What You Will Learn
- The four main types of paid digital advertising and how each one works
- How ad auctions work — and why the highest bid does not always win
- What CPM, CPC, and CPA mean and when each applies
- How targeting works across different platforms
- How to measure whether your paid advertising is actually working
The Four Types of Paid Digital Ads
Paid digital advertising comes in four broad types, each serving a different part of the marketing funnel and reaching people in different ways:
Paid Search — Ads that appear in search engine results when someone searches a relevant term. The person is actively looking for something; your ad appears at the moment of intent. Covered in depth in the Google Ads guide.
Social Media Advertising — Ads shown within social media platforms (Facebook, Instagram, TikTok, LinkedIn, X). These interrupt people who are scrolling their feeds — they were not searching for your product, so you need to catch their attention and create interest from scratch.
Display Advertising — Banner ads and other visual ads shown across websites and apps. You have seen these on news sites, blogs, and apps — they appear in designated ad slots. Display is used for building awareness and for retargeting people who have visited your website.

Rows from a pointing dataset:
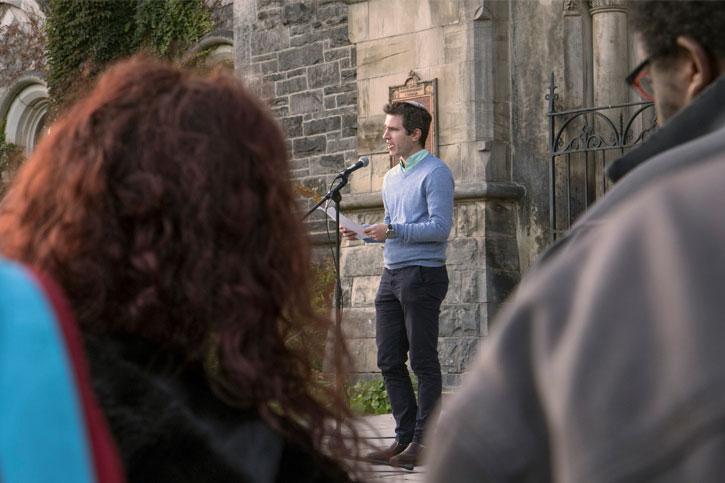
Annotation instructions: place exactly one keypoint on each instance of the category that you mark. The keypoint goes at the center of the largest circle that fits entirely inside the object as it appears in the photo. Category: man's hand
(349, 234)
(377, 231)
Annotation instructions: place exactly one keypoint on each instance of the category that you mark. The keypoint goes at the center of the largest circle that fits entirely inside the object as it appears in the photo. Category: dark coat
(170, 427)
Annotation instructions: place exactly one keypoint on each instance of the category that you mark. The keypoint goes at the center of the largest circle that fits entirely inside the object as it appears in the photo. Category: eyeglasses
(640, 80)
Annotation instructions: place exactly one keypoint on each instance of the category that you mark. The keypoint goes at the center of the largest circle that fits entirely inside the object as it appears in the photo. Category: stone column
(610, 46)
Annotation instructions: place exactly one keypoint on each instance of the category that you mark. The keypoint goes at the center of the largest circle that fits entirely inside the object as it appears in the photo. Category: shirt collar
(413, 160)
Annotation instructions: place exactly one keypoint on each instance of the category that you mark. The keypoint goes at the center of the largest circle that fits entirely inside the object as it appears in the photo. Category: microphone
(361, 163)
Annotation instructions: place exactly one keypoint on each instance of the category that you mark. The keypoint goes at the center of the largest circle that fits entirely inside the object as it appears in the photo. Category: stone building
(327, 67)
(24, 100)
(512, 77)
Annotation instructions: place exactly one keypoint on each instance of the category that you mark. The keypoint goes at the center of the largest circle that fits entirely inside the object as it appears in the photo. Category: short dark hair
(414, 117)
(661, 22)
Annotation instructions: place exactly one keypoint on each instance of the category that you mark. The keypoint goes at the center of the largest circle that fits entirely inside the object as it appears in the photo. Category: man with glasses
(418, 201)
(608, 363)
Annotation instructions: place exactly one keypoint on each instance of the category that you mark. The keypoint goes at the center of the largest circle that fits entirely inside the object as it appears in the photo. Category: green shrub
(368, 396)
(84, 36)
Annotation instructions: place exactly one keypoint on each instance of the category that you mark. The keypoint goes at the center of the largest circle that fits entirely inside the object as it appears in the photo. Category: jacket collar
(704, 115)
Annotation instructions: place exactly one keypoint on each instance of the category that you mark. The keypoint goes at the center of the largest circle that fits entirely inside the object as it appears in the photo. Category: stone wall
(298, 56)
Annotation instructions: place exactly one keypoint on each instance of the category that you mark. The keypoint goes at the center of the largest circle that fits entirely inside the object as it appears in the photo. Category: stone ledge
(483, 191)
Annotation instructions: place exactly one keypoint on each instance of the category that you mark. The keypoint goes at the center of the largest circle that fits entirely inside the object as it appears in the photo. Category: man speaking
(418, 201)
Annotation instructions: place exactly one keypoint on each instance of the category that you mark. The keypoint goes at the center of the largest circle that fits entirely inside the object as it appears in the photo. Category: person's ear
(702, 72)
(417, 133)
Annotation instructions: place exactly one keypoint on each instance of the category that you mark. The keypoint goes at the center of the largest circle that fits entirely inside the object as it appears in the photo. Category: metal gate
(582, 144)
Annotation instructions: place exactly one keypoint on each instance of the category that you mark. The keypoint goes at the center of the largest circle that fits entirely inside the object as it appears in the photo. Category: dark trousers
(407, 307)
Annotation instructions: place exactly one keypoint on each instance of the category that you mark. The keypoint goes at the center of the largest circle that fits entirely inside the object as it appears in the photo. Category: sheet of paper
(346, 222)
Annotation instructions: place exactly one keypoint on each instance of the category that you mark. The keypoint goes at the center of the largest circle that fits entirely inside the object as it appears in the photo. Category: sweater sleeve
(438, 189)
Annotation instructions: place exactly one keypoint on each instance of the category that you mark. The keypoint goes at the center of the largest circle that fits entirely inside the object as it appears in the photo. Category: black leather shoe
(382, 457)
(410, 458)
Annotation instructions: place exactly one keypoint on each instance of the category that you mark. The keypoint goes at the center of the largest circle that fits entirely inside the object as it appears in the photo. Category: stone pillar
(610, 45)
(610, 55)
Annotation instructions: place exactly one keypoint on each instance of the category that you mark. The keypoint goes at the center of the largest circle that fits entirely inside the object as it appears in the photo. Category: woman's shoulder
(170, 425)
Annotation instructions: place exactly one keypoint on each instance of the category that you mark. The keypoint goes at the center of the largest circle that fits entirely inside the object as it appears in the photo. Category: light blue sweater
(419, 204)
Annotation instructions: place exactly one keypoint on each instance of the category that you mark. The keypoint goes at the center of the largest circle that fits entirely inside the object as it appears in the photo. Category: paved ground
(380, 431)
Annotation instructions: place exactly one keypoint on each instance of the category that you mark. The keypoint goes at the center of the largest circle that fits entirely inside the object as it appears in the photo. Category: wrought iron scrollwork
(578, 142)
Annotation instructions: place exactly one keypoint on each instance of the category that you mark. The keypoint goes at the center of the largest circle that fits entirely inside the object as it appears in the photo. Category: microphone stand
(334, 195)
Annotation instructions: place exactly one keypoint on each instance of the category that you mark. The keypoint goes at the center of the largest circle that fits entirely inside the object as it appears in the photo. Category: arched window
(24, 111)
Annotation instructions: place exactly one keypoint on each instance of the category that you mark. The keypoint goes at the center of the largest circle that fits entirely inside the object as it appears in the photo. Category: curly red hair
(162, 204)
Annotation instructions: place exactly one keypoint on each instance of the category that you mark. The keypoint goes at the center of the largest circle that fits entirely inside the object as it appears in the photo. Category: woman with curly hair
(162, 205)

Exercise requirements
1 - According to the paid advertising guide, why do social media ads have to catch attention and create interest from scratch? Answer in one to three sentences.
2 - Extend the paid advertising guide from the point where it stops.
The records have nothing to do with the paid advertising guide.

Answers
1 - Social media ads interrupt people who are scrolling their feeds. Those people were not searching for the product, so the ad has no existing intent to meet.

2 -
Video Advertising — Video ads served before, during, or after video content on YouTube and other platforms, or as in-feed video in social media. Video can tell a story in a way that a text ad or banner cannot — but requires more production investment.
How Ad Auctions Work
Almost all digital advertising is bought through real-time auctions. Every time a person loads a page or app with an ad slot, an auction happens in milliseconds — advertisers compete to show their ad to that person, and the winner's ad is served.
The auction is not purely about who bids the most. Platforms weight both the bid amount and the expected relevance or quality of the ad:
| Platform | Auction Formula (simplified) |
|---|---|
| Google Search Ads | Ad Rank = Bid × Quality Score (relevance of ad and landing page) |
| Meta (Facebook/Instagram) | Total Value = Bid × Estimated Action Rate × Ad Quality |
| Display (programmatic) | Highest bid above floor price wins (first-price or second-price auction depending on exchange) |
This matters practically: an advertiser with a lower bid but a highly relevant, high-quality ad can beat an advertiser with a higher bid and a generic, poorly-targeted ad. It also means you should always focus on ad quality and relevance — not just on bidding higher.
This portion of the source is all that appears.